#### [GOAL]
In the records below, find each line that contains the word "water" and report every such line in full.

Items from a data source
·····
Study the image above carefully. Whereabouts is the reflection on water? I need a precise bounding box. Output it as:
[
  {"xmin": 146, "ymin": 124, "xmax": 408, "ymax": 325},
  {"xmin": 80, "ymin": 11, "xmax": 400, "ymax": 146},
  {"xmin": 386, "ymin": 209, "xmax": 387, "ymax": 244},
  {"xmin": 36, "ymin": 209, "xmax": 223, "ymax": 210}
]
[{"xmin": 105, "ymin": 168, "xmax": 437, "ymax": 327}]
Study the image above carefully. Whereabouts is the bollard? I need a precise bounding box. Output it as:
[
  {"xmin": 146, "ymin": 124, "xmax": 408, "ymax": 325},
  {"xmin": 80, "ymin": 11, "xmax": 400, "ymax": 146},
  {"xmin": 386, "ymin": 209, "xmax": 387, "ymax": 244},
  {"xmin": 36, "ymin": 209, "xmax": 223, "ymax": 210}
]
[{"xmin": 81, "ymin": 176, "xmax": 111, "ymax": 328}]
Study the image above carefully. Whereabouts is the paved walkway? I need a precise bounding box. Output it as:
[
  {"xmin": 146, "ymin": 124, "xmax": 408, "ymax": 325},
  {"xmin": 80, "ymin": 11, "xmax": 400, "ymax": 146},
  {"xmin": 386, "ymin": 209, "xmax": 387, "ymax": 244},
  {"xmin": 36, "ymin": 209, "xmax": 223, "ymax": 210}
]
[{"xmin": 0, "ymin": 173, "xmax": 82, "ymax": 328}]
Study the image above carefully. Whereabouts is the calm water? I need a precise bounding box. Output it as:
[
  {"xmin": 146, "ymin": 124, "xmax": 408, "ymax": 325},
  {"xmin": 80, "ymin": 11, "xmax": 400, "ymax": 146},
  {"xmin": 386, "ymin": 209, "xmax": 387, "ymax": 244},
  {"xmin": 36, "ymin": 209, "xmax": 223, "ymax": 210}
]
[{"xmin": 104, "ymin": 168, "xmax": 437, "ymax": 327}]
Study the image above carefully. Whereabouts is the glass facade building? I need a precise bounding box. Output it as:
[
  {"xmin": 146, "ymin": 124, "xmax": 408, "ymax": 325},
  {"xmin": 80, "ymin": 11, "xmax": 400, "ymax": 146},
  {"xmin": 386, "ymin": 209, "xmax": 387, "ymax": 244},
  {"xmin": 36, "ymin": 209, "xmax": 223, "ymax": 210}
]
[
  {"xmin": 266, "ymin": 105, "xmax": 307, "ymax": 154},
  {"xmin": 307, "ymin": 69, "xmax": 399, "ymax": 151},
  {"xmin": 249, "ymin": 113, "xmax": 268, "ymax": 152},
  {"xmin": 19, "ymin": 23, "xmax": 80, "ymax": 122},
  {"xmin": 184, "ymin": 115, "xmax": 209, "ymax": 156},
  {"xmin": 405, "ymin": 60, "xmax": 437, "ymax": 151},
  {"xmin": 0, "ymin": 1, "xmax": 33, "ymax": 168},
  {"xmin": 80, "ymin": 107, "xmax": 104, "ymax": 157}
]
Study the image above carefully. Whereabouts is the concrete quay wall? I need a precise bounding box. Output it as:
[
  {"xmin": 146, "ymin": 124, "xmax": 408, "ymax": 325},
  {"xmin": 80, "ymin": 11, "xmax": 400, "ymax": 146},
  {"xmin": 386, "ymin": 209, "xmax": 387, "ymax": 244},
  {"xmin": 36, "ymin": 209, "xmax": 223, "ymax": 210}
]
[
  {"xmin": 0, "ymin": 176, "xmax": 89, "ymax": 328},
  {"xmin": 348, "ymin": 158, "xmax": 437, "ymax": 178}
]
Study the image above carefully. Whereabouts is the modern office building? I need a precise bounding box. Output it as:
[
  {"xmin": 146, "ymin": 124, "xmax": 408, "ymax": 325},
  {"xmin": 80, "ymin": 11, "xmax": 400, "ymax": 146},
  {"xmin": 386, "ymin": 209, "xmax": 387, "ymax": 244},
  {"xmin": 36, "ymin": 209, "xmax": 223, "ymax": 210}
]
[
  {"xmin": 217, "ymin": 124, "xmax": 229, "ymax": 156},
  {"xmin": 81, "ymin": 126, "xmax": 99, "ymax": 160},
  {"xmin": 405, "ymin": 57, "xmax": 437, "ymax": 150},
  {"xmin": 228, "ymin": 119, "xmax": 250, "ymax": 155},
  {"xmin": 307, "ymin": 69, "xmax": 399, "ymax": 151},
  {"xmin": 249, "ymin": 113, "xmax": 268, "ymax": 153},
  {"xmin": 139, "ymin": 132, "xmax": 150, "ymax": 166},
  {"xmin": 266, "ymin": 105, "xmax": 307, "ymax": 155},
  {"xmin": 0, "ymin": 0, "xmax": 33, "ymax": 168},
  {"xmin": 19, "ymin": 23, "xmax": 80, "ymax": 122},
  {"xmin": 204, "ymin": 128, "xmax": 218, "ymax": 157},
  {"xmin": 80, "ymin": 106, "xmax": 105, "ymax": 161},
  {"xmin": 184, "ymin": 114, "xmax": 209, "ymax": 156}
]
·····
#### [PROBLEM SOLUTION]
Study the image above carefully. Whereabouts is the reflection on water? I need a precise bounding box. Output it as:
Study the image above carefully. Whereabouts is the calm water? I need a precise bounding box. Output it as:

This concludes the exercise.